**Travail à faire:**
1. Recopiez fidèlement le passage du compte rendu du concert qui s'ouvre sur les mots contenant « Le programme présenté » et se clôt sur « Juliette de Tchaïkovski. ».
2. Prolongez le compte rendu du concert de l'orchestre du Met en reprenant juste après sa dernière phrase.

**Texte:**
© Abdourahmane Sebiane

À la fin du concert, le chef d’orchestre et directeur musical du Metropolitan Opera de New York, Yannick Nézet-Séguin, rappelle que l’orchestre du Met n’avait plus revu Paris depuis 22 ans. À ce chiffre, on aurait pu rajouter une date : juin 1910, lorsque pour sa première tournée internationale la fameuse institution new-yorkaise avait choisi Paris, donnant une saison italienne éblouissante au théâtre du Châtelet, venant avec troupe (comptant rien moins que Caruso) décors, directeur musical (Arturo Toscanini)… mais pas l’orchestre ! Plus de cent ans plus tard, pour cette première tournée depuis longtemps, le Met choisit Paris comme première étape. Rappelons aussi que le principe de la tournée est dans l’ADN même de l’institution. En effet, traditionnellement, la saison du Met s’achevait au cours du printemps à New York puis se poursuivait sur les routes des États-Unis.
 
Le programme présenté pour cette première soirée parisienne montre l’état de l’art du Met. Si l’on retrouve les deux piliers de l’institution actuelle, le répertoire cultissime qui a fait les riches heures du Met (Otello) et la création contemporaine qui singularise la maison dans le paysage lyrique international, tant la place qui lui est réservée s’accroît ces temps-ci (Heath  King Lear Sketches de Matthew Aucoin, œuvre symphonique), l’orchestre du Met nous rappelle aussi qu’il monte régulièrement sur l’estrade à Carnegie Hall ou au Avery Fischer Hall avec les Danses symphoniques tirées de West Side Story ou l’ouverture-fantaisie Roméo et Juliette de Tchaïkovski.
 
Le concert débute par les danses de Bernstein réglées au cordeau, révélant un des traits emblématiques des orchestres américains, la puissance de la pulsation, l’énergie rythmique implacable et franchement jouissive. La musique groove et le chef n’oublie jamais que derrière la danse il y a aussi le drame et l’histoire d’amour, en témoignent les moments de répits, l’adagio de « Somewhere » ou le meno mosso de la rencontre, où fourmillent les détails ménagés grâce à la délicatesse avec laquelle les plans sonores sont agencés et qui alimentent la tendresse et les effusions amoureuses de la partition.
 
La pièce de Matthew Aucoin s’inscrit dans une tonalité élargie où l’intervalle de quarte, la gamme par tons et des emprunts modaux viennent briser le caractère trop attendu de certaines mélodies, apportant une raucité âpre au discours musical. Les quatre parties, la première plus épique, la seconde grinçante, la troisième comme une ballade mélancolique et la dernière lugubre, évoquent le caractère général de la pièce de Shakespeare ou ses personnages, comme le Fou (deuxième mouvement), plus que l’action du Roi Lear. L’orchestre y fait preuve d’un sens théâtral aigu, mais pas démonstratif, préservant la brume de la lande.

**Matériel fourni:**

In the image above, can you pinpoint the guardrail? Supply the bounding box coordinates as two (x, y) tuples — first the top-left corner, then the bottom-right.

**Corrigé des exercices:**
1.
Le programme présenté pour cette première soirée parisienne montre l’état de l’art du Met. Si l’on retrouve les deux piliers de l’institution actuelle, le répertoire cultissime qui a fait les riches heures du Met (Otello) et la création contemporaine qui singularise la maison dans le paysage lyrique international, tant la place qui lui est réservée s’accroît ces temps-ci (Heath  King Lear Sketches de Matthew Aucoin, œuvre symphonique), l’orchestre du Met nous rappelle aussi qu’il monte régulièrement sur l’estrade à Carnegie Hall ou au Avery Fischer Hall avec les Danses symphoniques tirées de West Side Story ou l’ouverture-fantaisie Roméo et Juliette de Tchaïkovski.

2.
La première partie s’achève avec l’ouverture de Tchaïkovski, où l’on retrouve les mêmes qualités que dans les pièces précédentes : la clarté des plans sonores, qui permet des effets de perspective et de saisir le moindre détail, la couleur soyeuse et chaleureuse des cordes – on pourrait parler de chambrisme de foule tant le son est souple et incarné, rond –, la puissance des cuivres au son franc, sans sfumato, rutilant dans la meilleure acception du terme. Yannick Nézet-Séguin a ainsi bel et bien imprimé sa marque à l’orchestre car cette couleur de cordes, c’est la sienne, qu’on entendait déjà avec Rotterdam ou le London Philharmonic Orchestra, l’énergie de fauve prêt à bondir (et de fait bondissant) qui insuffle une souplesse ravageuse aux forte qui ne sonnent jamais durs, c’est lui aussi. La lecture est menée à long terme, de façon particulièrement saisissante dans Roméo et Juliette, tendant l’arc longtemps avant de décocher la flèche du climax, et faisant toujours place aux détails d’orchestration.
 
Mais le clou de la soirée c’est bien l’opéra. Au cœur de son métier, l’orchestre distille le meilleur de son art. Ainsi les bois donnent une superbe leçon de musique de chambre dramatique dans les premières mesures du quatrième acte d’Otello, mentionnons aussi le solo des contrebasses à l’arrivée d’Otello, l’homogénéité du pupitre, le son s’étendant comme une ombre menaçante… dans ce répertoire, l’orchestre rehausse la qualité de sa pulsation par une habileté à se tendre et se détendre, gagnant une souplesse nécessaire à la progression du drame.
 
Les solistes invités appartiennent à la famille d’artistes régulièrement présents sur les planches du Met. Angel Blue est une émouvante Desdemona, sachant colorer la voix différemment pour la chanson du saule et la prière, l’aigu scintille, le grave s’ambre et la voix porte sans cesse l’émotion. Sa prestation de grande classe ne joue pas en faveur de Russell Thomas, qui force un peu la voix pour combler une ampleur en défaut. Dommage car la voix ne manque pas de métal et l’intention est perceptible. On saluera aussi les seconds rôles, en tête desquels une Emilia (Deborah Nansteel) au grave charnu ; l’absence de mention de leurs noms dans le programme de salle relève de la faute professionnelle.
 
Pour finir, Yannick Nézet-Séguin et son orchestre (les cordes), accompagnant David Chan, le concertmaster, offrent au public une « mignardise » du meilleur sucre, l’Adoration de Florence Price, compositrice à laquelle le chef consacre, avec un goût certain, beaucoup d’énergie et de bonne volonté pour la sortir de l’oubli. Après cela, comment ne pas prendre date pour le prochain concert, dès le lendemain à la Philharmonie ?

J.C.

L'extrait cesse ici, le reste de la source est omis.